***** TEXTO DE ORIGEN *****

Por Walter Gallardo
Para LA GACETA - MADRID
Grete Gjelstrup descubriría el secreto mejor guardado de su marido, Nicholas Winton, a los cuarenta años de matrimonio. Fue en 1988 cuando encontró en el desván de su casa en Maidenhead, a unos 48 kilómetros al oeste de Londres, una suerte de álbum cubierto de polvo y en su interior un largo listado de nombres extraños a la lengua inglesa, cada uno acompañado de minuciosos datos personales y una fotografía. Eran todos niños, con fechas de nacimiento lejanas, finales de los años 20 y principios de los 30. Quedó abrumada por el hallazgo, según su confesión, y temerosa de la respuesta que recibiría al preguntar por su contenido.
“Kindertransport”, le dijo Nicholas, desde su naturaleza tímida y tranquila, pero de palabras firmes. Y a continuación, le contó una historia que había ocurrido mucho antes de conocerla y que hasta entonces había intentado sepultar porque pertenecía a un tiempo de infortunios y odios. Y, sobre todo, de muerte.
En diciembre de 1938, como lo hacían muchos jóvenes burgueses como él, estaba a punto de pasar unas cortas vacaciones navideñas esquiando en los Alpes suizos cuando un amigo, Martin Blake, le pidió que suspendiera sus planes y volara a Praga. En aquellos días, pocos dudaban de que Checoslovaquia sería invadida tarde o temprano. Los alemanes ya ocupaban los territorios limítrofes, conocidos como los Sudetes, y no ocultaban su voracidad expansiva. El mes anterior, se habían producido ataques masivos en Alemania y Austria a todo lo que tuviera relación con los judíos: comercios, viviendas y sinagogas. Lo que se llamó “La noche de los cristales rotos”, una hostilidad iracunda y visceral que anticipaba los futuros horrores. Como consecuencia, cientos de familias huyeron despavoridas en distintas direcciones en busca de un lugar más seguro. A Praga llegarían 250.000 personas.

***** REGISTROS DE DATOS *****

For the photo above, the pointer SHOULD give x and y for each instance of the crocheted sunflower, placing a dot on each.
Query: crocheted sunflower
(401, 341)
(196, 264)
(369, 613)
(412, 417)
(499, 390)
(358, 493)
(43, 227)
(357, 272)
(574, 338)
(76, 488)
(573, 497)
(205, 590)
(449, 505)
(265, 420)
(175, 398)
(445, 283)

*****

INSTRUCCIONES:
**a)** Resume en menos palabras el párrafo del artículo sobre Nicholas Winton que comienza con "En diciembre de 1938" y conserva sus datos principales.
**b)** Reproduce sin cambios el pasaje del artículo sobre Nicholas Winton que va desde "En diciembre de" hasta "llegarían 250.000 personas.".

RESPUESTAS:
**a)** En diciembre de 1938, Nicholas Winton iba a pasar las vacaciones navideñas esquiando en los Alpes suizos, pero su amigo Martin Blake le pidió que cancelara el plan y volara a Praga. Pocos dudaban de que Checoslovaquia sería invadida, pues los alemanes ya ocupaban los Sudetes. El mes anterior, durante "La noche de los cristales rotos", se habían atacado en Alemania y Austria comercios, viviendas y sinagogas relacionados con los judíos. Cientos de familias huyeron, y a Praga llegarían 250.000 personas.

**b)**
En diciembre de 1938, como lo hacían muchos jóvenes burgueses como él, estaba a punto de pasar unas cortas vacaciones navideñas esquiando en los Alpes suizos cuando un amigo, Martin Blake, le pidió que suspendiera sus planes y volara a Praga. En aquellos días, pocos dudaban de que Checoslovaquia sería invadida tarde o temprano. Los alemanes ya ocupaban los territorios limítrofes, conocidos como los Sudetes, y no ocultaban su voracidad expansiva. El mes anterior, se habían producido ataques masivos en Alemania y Austria a todo lo que tuviera relación con los judíos: comercios, viviendas y sinagogas. Lo que se llamó “La noche de los cristales rotos”, una hostilidad iracunda y visceral que anticipaba los futuros horrores. Como consecuencia, cientos de familias huyeron despavoridas en distintas direcciones en busca de un lugar más seguro. A Praga llegarían 250.000 personas.